▶ [Exercise] Beginning with the first entry, print all the records exactly.

▶ [Exercise data]

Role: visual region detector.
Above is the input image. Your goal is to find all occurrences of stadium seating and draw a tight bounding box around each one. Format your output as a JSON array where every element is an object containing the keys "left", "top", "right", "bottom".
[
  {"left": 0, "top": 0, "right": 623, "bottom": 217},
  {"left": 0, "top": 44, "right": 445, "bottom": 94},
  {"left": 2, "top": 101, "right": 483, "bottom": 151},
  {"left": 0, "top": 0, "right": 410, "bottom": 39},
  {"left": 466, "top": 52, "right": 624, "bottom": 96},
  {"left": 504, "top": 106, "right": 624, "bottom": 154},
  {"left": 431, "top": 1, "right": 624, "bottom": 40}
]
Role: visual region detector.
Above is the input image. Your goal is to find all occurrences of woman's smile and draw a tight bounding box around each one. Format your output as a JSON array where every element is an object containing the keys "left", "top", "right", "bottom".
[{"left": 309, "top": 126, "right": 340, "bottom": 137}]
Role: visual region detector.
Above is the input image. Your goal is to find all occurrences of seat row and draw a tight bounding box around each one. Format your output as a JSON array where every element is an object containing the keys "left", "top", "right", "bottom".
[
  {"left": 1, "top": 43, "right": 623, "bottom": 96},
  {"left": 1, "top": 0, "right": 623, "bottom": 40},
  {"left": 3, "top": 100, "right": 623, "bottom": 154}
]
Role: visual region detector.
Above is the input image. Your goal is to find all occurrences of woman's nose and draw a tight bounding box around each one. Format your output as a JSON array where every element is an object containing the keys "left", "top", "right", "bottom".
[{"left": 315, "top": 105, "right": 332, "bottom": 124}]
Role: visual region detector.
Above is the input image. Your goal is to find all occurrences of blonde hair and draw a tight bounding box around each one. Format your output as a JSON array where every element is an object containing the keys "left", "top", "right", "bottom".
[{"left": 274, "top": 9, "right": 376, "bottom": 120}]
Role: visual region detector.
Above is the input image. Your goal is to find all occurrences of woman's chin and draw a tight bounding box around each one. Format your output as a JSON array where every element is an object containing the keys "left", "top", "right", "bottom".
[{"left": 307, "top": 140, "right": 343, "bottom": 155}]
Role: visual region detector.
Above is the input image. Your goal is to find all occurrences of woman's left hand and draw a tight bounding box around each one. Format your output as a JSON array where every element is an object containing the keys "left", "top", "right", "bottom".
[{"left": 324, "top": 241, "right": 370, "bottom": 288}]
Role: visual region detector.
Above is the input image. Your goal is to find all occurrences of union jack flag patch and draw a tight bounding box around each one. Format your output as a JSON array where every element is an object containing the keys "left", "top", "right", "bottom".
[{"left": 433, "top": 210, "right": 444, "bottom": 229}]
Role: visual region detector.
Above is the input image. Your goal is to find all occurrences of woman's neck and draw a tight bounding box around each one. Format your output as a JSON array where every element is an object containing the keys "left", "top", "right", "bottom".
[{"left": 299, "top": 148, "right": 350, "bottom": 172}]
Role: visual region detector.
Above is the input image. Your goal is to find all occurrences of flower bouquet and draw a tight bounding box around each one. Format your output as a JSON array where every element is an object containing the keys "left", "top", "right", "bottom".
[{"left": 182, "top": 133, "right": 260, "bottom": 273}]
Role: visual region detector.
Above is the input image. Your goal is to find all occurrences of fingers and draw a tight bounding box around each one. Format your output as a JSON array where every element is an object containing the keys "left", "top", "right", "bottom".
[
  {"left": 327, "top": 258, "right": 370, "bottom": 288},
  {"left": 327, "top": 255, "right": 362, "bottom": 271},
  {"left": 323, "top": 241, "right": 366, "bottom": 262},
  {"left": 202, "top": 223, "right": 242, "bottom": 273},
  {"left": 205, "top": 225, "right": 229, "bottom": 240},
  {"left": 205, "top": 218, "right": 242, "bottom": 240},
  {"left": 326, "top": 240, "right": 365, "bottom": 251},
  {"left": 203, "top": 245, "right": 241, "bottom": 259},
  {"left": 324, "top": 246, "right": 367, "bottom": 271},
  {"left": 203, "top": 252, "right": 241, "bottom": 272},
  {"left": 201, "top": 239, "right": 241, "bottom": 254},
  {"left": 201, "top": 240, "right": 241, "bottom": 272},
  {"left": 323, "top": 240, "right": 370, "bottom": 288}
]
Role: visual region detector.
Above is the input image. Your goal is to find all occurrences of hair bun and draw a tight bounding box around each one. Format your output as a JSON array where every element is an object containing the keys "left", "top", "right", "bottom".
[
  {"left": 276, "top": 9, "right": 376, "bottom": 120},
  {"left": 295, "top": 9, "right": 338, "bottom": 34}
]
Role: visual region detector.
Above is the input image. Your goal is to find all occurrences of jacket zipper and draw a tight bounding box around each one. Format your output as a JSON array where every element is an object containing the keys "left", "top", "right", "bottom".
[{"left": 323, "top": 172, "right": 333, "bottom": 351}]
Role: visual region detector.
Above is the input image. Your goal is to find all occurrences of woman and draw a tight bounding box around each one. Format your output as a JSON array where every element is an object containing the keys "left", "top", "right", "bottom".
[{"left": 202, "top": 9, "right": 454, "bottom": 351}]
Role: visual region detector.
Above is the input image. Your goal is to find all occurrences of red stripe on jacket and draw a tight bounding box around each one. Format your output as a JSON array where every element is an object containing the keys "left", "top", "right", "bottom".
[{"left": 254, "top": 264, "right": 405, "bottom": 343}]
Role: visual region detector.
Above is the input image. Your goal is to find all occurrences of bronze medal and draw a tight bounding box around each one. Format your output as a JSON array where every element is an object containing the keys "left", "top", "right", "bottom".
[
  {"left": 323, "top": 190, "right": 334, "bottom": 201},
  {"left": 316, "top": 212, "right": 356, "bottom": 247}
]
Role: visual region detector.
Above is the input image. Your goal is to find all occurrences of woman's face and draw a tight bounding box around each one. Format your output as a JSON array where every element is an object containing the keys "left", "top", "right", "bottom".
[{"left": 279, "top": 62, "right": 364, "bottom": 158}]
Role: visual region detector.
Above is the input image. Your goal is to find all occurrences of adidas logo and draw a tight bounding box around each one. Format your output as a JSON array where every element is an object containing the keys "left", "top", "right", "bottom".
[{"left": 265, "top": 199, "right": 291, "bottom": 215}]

▶ [Your solution]
Role: visual region detector.
Above is the input image. Your goal is to find all occurrences of stadium seating and draw a tight bounding box around each one. Format your output as a JSON array where every element is an object containing the keys "left", "top", "right", "bottom".
[
  {"left": 0, "top": 0, "right": 623, "bottom": 217},
  {"left": 0, "top": 44, "right": 445, "bottom": 94},
  {"left": 2, "top": 101, "right": 483, "bottom": 151},
  {"left": 0, "top": 0, "right": 410, "bottom": 39},
  {"left": 466, "top": 52, "right": 624, "bottom": 96},
  {"left": 504, "top": 106, "right": 624, "bottom": 154},
  {"left": 431, "top": 1, "right": 624, "bottom": 40}
]
Role: visual region detector.
Above is the input image. Your goal is to find all occurrences of woman's smile and draw a tight bounding box around each one. Format your output as a JSON array where every element is an object containing the keys "left", "top", "right", "bottom".
[{"left": 309, "top": 126, "right": 340, "bottom": 137}]
Role: visual region detector.
Above is the input image. Your goal is to find all occurrences of seat row and draw a tight bounding box around each one. Format your output as a JSON array where every element is an object containing the keys "left", "top", "right", "bottom".
[
  {"left": 1, "top": 43, "right": 623, "bottom": 96},
  {"left": 1, "top": 0, "right": 623, "bottom": 40},
  {"left": 3, "top": 100, "right": 623, "bottom": 154}
]
Role: visual region detector.
Above is the input image. Your goal is to find all occurrences of woman's nose and draw a tight bounding box around each one. Format your output as a JSON array where every element is an object containing the keys "left", "top", "right", "bottom".
[{"left": 315, "top": 105, "right": 332, "bottom": 124}]
Role: visual region detector.
Above is the input image. Your goal is to find all occurrences of blonde hair and draw a tight bounding box around each one. Format your output as a JSON array where every element is an object containing the keys "left", "top", "right", "bottom".
[{"left": 274, "top": 9, "right": 376, "bottom": 120}]
Role: visual region detector.
Above is the input image. Your goal is to find all occurrences of woman's chin and draw a tight bounding box around each one. Format your output as a JSON array where every element is an object containing the keys "left", "top", "right", "bottom".
[{"left": 307, "top": 140, "right": 343, "bottom": 155}]
Role: visual region detector.
Above is the input image. Your goal is to find all occurrences of woman's left hand and draw a tight bounding box around each one. Format your output as a JSON array where every element is an object containing the keys "left", "top", "right", "bottom".
[{"left": 324, "top": 241, "right": 370, "bottom": 288}]
Role: visual region detector.
Above is the input image. Your goal is to find all occurrences of union jack flag patch and draw a tight bounding box around each one. Format your output as a JSON array where every element is an object containing the keys "left", "top", "right", "bottom".
[{"left": 433, "top": 210, "right": 444, "bottom": 229}]
Role: visual region detector.
Above is the input image. Your goal is to find all occurrences of woman's neck and draw a tight bounding box around each one. Format your output as a JSON array where every element is an object containing the keys "left", "top", "right", "bottom".
[{"left": 299, "top": 148, "right": 350, "bottom": 172}]
Role: visual region detector.
Above is the input image. Your goal is to find all occurrences of flower bouquet and draw a tight bounding box around each one. Format your output as a JSON array where every element is an object containing the keys "left", "top", "right", "bottom".
[{"left": 182, "top": 133, "right": 260, "bottom": 273}]
Role: visual region detector.
Above is the input image. Your goal is to find all occurrences of fingers and draw a tight bounding box around each one. Format your output as a JSON array where every element is an object containing the keys "left", "top", "right", "bottom".
[
  {"left": 327, "top": 258, "right": 370, "bottom": 288},
  {"left": 327, "top": 255, "right": 362, "bottom": 271},
  {"left": 323, "top": 241, "right": 366, "bottom": 262},
  {"left": 202, "top": 223, "right": 242, "bottom": 273},
  {"left": 205, "top": 225, "right": 229, "bottom": 240},
  {"left": 205, "top": 218, "right": 242, "bottom": 240},
  {"left": 326, "top": 240, "right": 365, "bottom": 251},
  {"left": 203, "top": 245, "right": 241, "bottom": 259},
  {"left": 324, "top": 246, "right": 367, "bottom": 271},
  {"left": 203, "top": 252, "right": 241, "bottom": 272},
  {"left": 201, "top": 239, "right": 241, "bottom": 254},
  {"left": 201, "top": 240, "right": 241, "bottom": 272},
  {"left": 323, "top": 240, "right": 370, "bottom": 288}
]
Role: visual region detector.
Above is the input image. Your goal is to find all occurrences of hair bun and draw a tight bounding box around each one. Format your output as a JSON array where every element is an object containing the keys "left", "top", "right", "bottom".
[
  {"left": 276, "top": 9, "right": 376, "bottom": 120},
  {"left": 295, "top": 9, "right": 338, "bottom": 34}
]
Role: visual region detector.
Above is the input image. Your goal is to find all occurrences of jacket zipper and draw a tight bounding box around each one. Format your output as a JSON array where every element is an object containing the keys "left", "top", "right", "bottom".
[{"left": 323, "top": 172, "right": 333, "bottom": 351}]
Role: visual region detector.
Above is the input image. Your goal is to find all occurrences of woman and draw a tight bounding box around each one. Format your output as a JSON array where every element is an object containing the keys "left", "top", "right", "bottom".
[{"left": 202, "top": 9, "right": 454, "bottom": 351}]
Role: visual region detector.
Above is the input image. Your goal is to find all occurrences of red stripe on jacket and draw a tight bounding box around each one. Format your output as a JSON array where every element is an object containing the keys "left", "top", "right", "bottom".
[{"left": 254, "top": 264, "right": 405, "bottom": 343}]
Role: visual region detector.
Above is the input image. Your goal is to find all occurrences of bronze medal and draw a tight bounding box around each one. Format your output as a JSON array where every element is an object containing the keys "left", "top", "right", "bottom".
[
  {"left": 323, "top": 190, "right": 334, "bottom": 201},
  {"left": 316, "top": 212, "right": 356, "bottom": 247}
]
Role: visual region detector.
Above is the input image. Your goal is to find all occurrences of woman's face and draw a tight bounding box around each one. Format your output as a JSON array where every element is an object containing the keys "left", "top", "right", "bottom".
[{"left": 279, "top": 62, "right": 364, "bottom": 158}]
Role: visual region detector.
Above is the input image. Your goal is to find all occurrences of adidas logo and draw a tight bounding box around each one. Format your output as a JSON array where every element is an object containing the keys "left", "top", "right", "bottom".
[{"left": 265, "top": 199, "right": 291, "bottom": 215}]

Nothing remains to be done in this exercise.